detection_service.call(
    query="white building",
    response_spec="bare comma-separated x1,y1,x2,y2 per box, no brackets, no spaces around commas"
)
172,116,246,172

+ + + + +

Turn the listing above into a Markdown table with two columns, Row and Line: number each line in Row, put its text in Line, and skip any blank lines.

TASK OUTPUT:
| Row | Line |
|---|---|
| 1 | detection_service.call( |
| 2 |     query="white building", |
| 3 |     response_spec="bare comma-separated x1,y1,x2,y2 per box, no brackets, no spaces around commas" |
| 4 | ) |
| 5 | 172,116,246,172 |